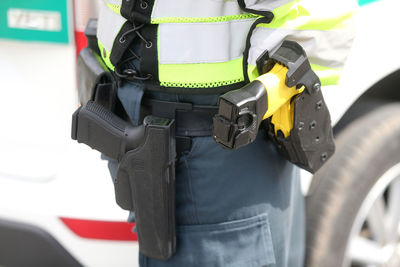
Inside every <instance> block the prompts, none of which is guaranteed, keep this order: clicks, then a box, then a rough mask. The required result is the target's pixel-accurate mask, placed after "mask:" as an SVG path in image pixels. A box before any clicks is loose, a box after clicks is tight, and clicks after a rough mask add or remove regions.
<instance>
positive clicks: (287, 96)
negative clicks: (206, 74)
mask: <svg viewBox="0 0 400 267" xmlns="http://www.w3.org/2000/svg"><path fill="white" fill-rule="evenodd" d="M257 69H258V72H259V73H260V74H261V76H260V77H258V78H257V79H256V80H254V81H253V82H251V83H249V84H247V85H246V86H244V87H243V88H241V89H239V90H235V91H231V92H228V93H226V94H224V95H222V96H221V97H220V98H219V111H218V114H217V115H216V116H215V117H214V129H213V137H214V139H215V140H216V142H217V143H219V144H220V145H222V146H223V147H225V148H230V149H236V148H239V147H242V146H245V145H248V144H249V143H251V142H253V141H254V140H255V138H256V136H257V132H258V129H259V127H260V126H261V125H264V127H265V128H266V129H267V135H268V136H269V138H270V139H271V140H273V142H274V143H275V144H276V147H277V149H278V150H279V152H280V153H281V154H282V155H283V156H285V157H286V159H288V160H289V161H291V162H293V163H294V164H297V165H298V166H300V167H301V168H303V169H306V170H308V171H310V172H312V173H315V172H316V171H317V170H318V169H319V168H320V167H321V166H322V165H323V164H324V163H325V162H326V161H327V159H328V158H329V157H331V156H332V154H333V153H334V150H335V145H334V141H333V134H332V127H331V119H330V115H329V111H328V108H327V106H326V104H325V101H324V98H323V96H322V92H321V82H320V80H319V78H318V76H317V75H316V74H315V73H314V72H313V71H312V69H311V65H310V63H309V61H308V59H307V56H306V53H305V51H304V50H303V48H302V47H301V46H300V45H299V44H298V43H296V42H292V41H284V42H283V43H282V45H281V46H280V47H279V48H278V49H277V50H276V51H275V52H274V53H273V54H272V55H271V56H269V54H268V51H266V52H264V53H263V54H262V55H261V56H260V57H259V58H258V60H257ZM282 71H286V72H285V76H282V77H280V76H279V75H282V73H283V72H282ZM272 73H274V74H272ZM271 77H272V78H271ZM276 80H279V81H283V80H284V82H285V84H283V86H277V84H279V83H277V82H276Z"/></svg>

_ _ _

◆ **Goal of the exercise**
Everything in the listing above must be retyped exactly, except for the pictures.

◆ **Finished task**
Inside every <instance> block the prompts, none of which is guaranteed, keep this order: clicks, then a box, then a rough mask. The required result is the target's pixel-accurate mask, placed after "mask:" as an SVG path in image pixels. A box before any clicks is loose, a box after clicks is tight, and clicks after a rough mask add or remove regions.
<instance>
positive clicks: (287, 96)
negative clicks: (206, 74)
mask: <svg viewBox="0 0 400 267" xmlns="http://www.w3.org/2000/svg"><path fill="white" fill-rule="evenodd" d="M257 69H258V72H259V73H260V74H261V76H260V77H258V78H257V79H256V80H254V81H253V82H251V83H249V84H247V85H246V86H244V87H243V88H241V89H239V90H235V91H231V92H228V93H226V94H224V95H222V96H221V97H220V98H219V111H218V114H217V115H216V116H215V117H214V129H213V137H214V139H215V140H216V142H217V143H219V144H220V145H222V146H223V147H225V148H230V149H236V148H239V147H242V146H245V145H248V144H249V143H251V142H253V141H254V140H255V138H256V136H257V132H258V129H259V127H260V126H261V125H264V127H265V128H266V129H267V135H268V136H269V138H270V139H271V140H273V142H274V143H275V144H276V147H277V149H278V150H279V152H280V153H281V154H282V155H283V156H285V157H286V159H288V160H289V161H291V162H293V163H294V164H297V165H298V166H300V167H301V168H303V169H306V170H308V171H310V172H312V173H315V172H316V171H317V170H318V169H319V168H320V167H321V166H322V165H323V164H324V163H325V162H326V161H327V159H328V158H329V157H331V156H332V154H333V153H334V150H335V145H334V141H333V134H332V127H331V119H330V115H329V111H328V108H327V106H326V104H325V101H324V98H323V96H322V92H321V82H320V80H319V78H318V76H317V75H316V74H315V73H314V72H313V71H312V69H311V65H310V63H309V61H308V59H307V56H306V53H305V51H304V50H303V48H302V47H301V46H300V45H299V44H298V43H296V42H292V41H284V42H283V43H282V45H281V46H280V47H279V48H278V49H277V50H276V51H275V52H274V53H273V54H272V55H271V56H269V54H268V51H266V52H264V53H263V54H262V55H261V56H260V57H259V58H258V60H257ZM282 71H286V72H285V76H282V77H280V76H279V75H282V73H283V72H282ZM272 73H274V74H272ZM271 77H272V78H271ZM276 80H279V81H283V80H284V82H285V84H283V86H277V84H279V83H277V82H276Z"/></svg>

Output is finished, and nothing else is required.